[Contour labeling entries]
--------

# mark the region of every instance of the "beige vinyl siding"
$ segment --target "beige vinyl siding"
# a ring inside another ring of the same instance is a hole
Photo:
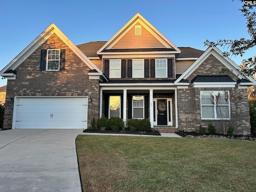
[[[141,35],[135,35],[135,26],[141,26]],[[165,47],[140,23],[133,26],[112,48],[112,49],[155,48]]]
[[[195,61],[176,61],[175,62],[175,69],[176,74],[182,74]]]
[[[91,59],[91,61],[93,63],[95,64],[96,66],[102,71],[102,61],[101,60],[99,59]]]

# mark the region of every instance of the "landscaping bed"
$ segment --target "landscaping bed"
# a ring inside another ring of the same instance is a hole
[[[237,139],[241,140],[248,140],[250,141],[256,141],[256,136],[244,136],[238,135],[224,135],[222,134],[216,133],[214,134],[210,133],[206,133],[202,135],[196,132],[184,132],[184,134],[179,132],[176,132],[175,133],[183,137],[190,137],[196,138],[223,138],[231,139]]]
[[[139,131],[132,131],[129,130],[125,129],[124,131],[114,131],[113,130],[106,130],[105,131],[102,131],[100,129],[96,129],[95,130],[90,130],[90,129],[85,129],[84,130],[84,133],[110,133],[110,134],[133,134],[136,135],[154,135],[156,136],[160,136],[161,134],[158,131],[151,131],[150,132],[141,132]]]

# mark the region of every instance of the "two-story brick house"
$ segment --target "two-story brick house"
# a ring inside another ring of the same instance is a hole
[[[222,132],[210,101],[220,92],[239,98],[221,107],[235,134],[248,134],[246,88],[256,82],[238,69],[216,47],[176,47],[138,13],[108,41],[77,46],[52,24],[0,72],[10,100],[4,128],[87,128],[105,116],[148,118],[167,132],[210,122]]]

--------

- **Objective**: Reproduce the records, all of them, word for word; omit the pictures.

- **Exercise output**:
# mark the region of every instance of the "beige vinyl siding"
$ segment --target "beige vinyl siding"
# a ring inside another ring of the same instance is a hole
Photo:
[[[141,35],[135,35],[135,26],[141,26]],[[165,47],[140,23],[133,26],[112,48],[112,49],[155,48]]]
[[[195,61],[176,61],[175,62],[175,69],[176,74],[182,74]]]
[[[91,59],[91,61],[93,63],[95,64],[96,66],[102,71],[102,61],[101,60],[99,59]]]

# mark the region of every instance of the "landscaping bed"
$ segment --target "landscaping bed"
# a ring inside another ring of the same instance is a hole
[[[237,139],[241,140],[248,140],[250,141],[256,141],[256,136],[244,136],[238,135],[224,135],[222,134],[216,133],[214,134],[210,133],[206,133],[202,135],[196,132],[184,132],[184,134],[179,132],[176,132],[175,133],[183,137],[190,137],[196,138],[223,138],[231,139]]]
[[[139,131],[132,131],[129,130],[125,129],[124,131],[114,131],[113,130],[106,130],[105,131],[102,131],[100,129],[96,129],[95,130],[90,130],[90,129],[85,129],[84,130],[84,133],[110,133],[110,134],[133,134],[136,135],[154,135],[156,136],[160,136],[161,134],[158,131],[151,131],[150,132],[141,132]]]

# mark the region of every instance of the "two-story brick house"
$ segment --target "two-story brick house"
# a ring inside another ring of the same instance is a hole
[[[222,132],[210,101],[220,92],[239,98],[221,107],[235,134],[248,134],[246,88],[256,82],[238,69],[216,47],[176,47],[138,13],[108,41],[77,46],[52,24],[0,72],[10,100],[4,128],[87,128],[105,116],[148,118],[167,132],[210,122]]]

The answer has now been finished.